- [Problem details]
Please retype the material beneath this task exactly, starting with its first line and finishing with the line containing "Target: stacked rock layer".

- [Supplied records]
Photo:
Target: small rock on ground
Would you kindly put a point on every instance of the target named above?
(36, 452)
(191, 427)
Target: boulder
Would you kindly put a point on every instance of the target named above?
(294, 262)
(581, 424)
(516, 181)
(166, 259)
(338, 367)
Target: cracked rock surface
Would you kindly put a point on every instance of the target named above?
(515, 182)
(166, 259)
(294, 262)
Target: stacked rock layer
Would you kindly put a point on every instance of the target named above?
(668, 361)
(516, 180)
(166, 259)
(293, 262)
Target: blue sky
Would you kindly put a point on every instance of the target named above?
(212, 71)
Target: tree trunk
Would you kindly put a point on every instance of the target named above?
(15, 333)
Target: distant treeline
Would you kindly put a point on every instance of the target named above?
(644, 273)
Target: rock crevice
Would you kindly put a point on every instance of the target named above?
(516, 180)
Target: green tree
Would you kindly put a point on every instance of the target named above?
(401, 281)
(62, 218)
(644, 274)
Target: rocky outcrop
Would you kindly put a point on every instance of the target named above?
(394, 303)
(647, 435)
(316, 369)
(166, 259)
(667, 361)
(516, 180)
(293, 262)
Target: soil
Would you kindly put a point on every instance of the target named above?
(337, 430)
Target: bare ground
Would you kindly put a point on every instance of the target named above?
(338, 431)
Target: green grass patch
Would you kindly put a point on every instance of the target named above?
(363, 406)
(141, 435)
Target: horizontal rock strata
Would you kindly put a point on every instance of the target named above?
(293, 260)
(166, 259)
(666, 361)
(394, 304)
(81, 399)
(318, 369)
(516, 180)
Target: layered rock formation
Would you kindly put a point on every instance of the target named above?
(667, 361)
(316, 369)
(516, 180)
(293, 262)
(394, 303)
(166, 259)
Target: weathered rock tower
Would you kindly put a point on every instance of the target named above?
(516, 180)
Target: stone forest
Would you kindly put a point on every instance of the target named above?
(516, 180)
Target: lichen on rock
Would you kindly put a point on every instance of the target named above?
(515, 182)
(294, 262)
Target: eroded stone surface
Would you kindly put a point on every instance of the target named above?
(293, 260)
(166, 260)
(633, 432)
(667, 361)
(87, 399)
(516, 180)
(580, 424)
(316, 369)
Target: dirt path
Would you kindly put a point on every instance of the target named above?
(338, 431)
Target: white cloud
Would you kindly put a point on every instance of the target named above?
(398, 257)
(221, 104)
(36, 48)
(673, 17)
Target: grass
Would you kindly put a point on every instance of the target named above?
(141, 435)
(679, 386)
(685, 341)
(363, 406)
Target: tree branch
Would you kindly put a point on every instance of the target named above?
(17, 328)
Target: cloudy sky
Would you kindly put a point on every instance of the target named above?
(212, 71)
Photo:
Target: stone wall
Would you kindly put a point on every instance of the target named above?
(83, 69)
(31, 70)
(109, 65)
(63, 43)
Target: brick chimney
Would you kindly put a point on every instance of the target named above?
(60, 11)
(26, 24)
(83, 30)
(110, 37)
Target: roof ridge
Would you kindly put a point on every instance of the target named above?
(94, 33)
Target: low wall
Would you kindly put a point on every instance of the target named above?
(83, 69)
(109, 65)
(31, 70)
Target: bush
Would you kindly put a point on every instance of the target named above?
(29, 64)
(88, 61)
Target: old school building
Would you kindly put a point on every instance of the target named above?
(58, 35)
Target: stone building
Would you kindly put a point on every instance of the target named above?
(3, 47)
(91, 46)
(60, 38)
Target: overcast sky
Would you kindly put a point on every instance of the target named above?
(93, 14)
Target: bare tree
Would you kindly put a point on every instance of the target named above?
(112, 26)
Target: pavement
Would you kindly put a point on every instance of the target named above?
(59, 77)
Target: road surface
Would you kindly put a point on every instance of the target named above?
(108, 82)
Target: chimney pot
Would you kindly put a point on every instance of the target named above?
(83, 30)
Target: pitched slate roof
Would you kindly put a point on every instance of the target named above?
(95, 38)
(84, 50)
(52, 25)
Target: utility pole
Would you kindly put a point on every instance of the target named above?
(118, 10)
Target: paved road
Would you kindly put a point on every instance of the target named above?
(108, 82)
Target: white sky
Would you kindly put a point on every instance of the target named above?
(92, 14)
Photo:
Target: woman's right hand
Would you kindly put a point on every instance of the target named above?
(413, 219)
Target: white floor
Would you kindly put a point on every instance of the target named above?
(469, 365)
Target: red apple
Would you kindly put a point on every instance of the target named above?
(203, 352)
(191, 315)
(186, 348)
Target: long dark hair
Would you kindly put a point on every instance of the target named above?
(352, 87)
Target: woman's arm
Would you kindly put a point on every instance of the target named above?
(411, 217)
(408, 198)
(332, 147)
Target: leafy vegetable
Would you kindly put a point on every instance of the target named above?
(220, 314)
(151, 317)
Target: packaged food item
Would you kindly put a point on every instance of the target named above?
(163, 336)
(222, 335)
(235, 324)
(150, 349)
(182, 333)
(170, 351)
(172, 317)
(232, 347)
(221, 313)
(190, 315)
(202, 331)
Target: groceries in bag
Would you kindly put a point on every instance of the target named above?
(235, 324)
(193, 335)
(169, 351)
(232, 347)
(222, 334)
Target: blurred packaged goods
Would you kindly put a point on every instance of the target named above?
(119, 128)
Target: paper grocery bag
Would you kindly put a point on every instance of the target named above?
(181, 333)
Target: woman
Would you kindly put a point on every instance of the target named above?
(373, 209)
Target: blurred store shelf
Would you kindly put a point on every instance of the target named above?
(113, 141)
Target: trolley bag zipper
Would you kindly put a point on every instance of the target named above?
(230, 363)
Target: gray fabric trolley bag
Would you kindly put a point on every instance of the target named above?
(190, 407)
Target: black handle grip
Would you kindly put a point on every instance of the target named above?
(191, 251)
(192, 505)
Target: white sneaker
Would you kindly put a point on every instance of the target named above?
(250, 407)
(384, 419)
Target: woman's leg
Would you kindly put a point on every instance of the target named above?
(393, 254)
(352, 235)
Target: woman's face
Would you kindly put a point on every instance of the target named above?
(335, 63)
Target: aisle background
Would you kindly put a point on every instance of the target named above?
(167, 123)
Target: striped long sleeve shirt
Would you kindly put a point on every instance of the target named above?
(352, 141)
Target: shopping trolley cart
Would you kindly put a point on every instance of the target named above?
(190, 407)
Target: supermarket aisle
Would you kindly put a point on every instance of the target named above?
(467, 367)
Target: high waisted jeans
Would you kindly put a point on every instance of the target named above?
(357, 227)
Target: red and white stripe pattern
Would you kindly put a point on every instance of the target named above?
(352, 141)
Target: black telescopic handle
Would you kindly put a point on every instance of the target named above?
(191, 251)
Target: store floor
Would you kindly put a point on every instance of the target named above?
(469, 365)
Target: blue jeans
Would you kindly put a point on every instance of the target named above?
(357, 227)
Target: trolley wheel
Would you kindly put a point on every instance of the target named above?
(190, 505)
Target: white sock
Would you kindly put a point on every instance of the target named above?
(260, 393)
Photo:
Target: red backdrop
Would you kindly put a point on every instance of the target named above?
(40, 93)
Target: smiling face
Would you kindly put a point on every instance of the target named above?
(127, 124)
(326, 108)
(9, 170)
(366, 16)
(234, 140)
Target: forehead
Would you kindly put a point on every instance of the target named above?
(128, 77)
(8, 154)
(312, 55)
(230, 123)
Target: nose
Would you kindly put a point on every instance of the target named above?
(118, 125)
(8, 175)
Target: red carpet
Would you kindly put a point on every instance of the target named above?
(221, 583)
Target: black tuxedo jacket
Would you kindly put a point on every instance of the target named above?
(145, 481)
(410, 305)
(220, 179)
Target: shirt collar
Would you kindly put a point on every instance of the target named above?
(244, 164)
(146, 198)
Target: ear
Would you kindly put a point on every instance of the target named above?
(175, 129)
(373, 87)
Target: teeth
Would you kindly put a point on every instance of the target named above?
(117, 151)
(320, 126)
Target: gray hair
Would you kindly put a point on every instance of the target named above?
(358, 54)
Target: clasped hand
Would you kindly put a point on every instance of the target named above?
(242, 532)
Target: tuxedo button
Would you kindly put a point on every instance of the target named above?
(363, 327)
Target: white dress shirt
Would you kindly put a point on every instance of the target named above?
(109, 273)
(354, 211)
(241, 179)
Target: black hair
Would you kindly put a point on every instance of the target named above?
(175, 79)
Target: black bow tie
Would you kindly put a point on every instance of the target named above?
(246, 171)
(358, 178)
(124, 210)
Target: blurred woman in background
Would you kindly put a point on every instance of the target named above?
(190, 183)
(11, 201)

- [Task response]
Photo:
Target: small rock on ground
Would you kindly put a point on every instance of the target named above?
(36, 452)
(191, 427)
Target: boulder
Would you kindly put a point on every instance of the target named above?
(294, 262)
(581, 424)
(516, 181)
(166, 259)
(338, 367)
Target: cracked rock surface
Would you kindly put a point on every instance of the target named above?
(515, 182)
(166, 259)
(294, 262)
Target: stacked rock layer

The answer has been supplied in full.